Required task:
How many lines in the rows below contain the string "reflection"? Reply with the number alone.

Dataset entries:
───

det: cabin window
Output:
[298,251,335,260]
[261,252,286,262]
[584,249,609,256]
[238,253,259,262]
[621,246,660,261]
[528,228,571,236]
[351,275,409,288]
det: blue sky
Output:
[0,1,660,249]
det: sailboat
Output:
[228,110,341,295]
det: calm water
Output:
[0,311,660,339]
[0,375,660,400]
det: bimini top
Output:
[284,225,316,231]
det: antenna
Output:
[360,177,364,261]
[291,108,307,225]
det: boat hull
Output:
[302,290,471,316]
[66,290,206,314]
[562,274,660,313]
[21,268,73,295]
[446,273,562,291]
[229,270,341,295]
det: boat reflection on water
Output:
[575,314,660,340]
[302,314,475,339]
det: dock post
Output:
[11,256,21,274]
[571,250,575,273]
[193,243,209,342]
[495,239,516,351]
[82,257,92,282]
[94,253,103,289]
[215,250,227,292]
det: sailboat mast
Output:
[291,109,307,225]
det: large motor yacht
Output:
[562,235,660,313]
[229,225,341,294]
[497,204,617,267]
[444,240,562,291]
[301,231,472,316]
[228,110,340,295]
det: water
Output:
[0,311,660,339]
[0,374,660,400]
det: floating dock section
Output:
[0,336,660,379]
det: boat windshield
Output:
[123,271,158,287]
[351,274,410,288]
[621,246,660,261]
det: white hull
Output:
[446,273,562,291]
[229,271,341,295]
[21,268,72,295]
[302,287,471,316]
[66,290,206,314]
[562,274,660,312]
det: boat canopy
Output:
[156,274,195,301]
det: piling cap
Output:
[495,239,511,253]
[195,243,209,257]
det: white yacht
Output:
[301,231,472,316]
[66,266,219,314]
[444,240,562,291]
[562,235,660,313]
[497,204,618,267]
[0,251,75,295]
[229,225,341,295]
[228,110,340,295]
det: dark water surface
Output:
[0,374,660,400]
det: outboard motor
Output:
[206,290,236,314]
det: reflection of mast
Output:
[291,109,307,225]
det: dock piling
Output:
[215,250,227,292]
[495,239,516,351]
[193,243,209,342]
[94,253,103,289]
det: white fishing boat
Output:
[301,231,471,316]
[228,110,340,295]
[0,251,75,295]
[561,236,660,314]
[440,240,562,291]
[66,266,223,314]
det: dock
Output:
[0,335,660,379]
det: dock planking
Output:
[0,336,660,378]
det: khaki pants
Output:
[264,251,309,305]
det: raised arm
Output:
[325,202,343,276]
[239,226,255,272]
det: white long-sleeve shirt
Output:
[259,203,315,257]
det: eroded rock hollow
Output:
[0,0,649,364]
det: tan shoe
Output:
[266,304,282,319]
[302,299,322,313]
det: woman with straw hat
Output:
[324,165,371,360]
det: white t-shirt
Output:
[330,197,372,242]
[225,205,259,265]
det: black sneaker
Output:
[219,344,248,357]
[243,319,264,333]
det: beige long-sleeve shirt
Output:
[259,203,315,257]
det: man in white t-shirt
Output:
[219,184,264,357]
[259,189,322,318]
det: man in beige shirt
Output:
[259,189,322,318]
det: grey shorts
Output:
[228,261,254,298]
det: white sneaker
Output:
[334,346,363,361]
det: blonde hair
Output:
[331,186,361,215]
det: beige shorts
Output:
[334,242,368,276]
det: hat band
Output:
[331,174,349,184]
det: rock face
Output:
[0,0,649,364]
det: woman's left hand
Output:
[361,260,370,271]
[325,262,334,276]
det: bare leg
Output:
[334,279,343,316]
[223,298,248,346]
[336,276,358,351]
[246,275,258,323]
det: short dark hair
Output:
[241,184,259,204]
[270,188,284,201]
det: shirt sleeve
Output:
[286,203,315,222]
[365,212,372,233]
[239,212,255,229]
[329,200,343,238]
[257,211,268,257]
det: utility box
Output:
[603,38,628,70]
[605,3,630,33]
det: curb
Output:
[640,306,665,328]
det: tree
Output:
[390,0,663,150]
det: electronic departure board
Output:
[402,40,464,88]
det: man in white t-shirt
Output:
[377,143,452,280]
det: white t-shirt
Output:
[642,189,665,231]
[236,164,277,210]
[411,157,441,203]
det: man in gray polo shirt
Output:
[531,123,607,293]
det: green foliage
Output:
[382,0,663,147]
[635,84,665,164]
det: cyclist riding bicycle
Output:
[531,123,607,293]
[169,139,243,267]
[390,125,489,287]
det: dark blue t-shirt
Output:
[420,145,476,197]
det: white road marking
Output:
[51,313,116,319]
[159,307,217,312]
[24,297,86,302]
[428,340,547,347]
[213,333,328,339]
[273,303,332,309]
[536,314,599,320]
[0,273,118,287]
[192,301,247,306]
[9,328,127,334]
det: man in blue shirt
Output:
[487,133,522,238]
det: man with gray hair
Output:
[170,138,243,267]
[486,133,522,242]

───

Answer to the problem:
2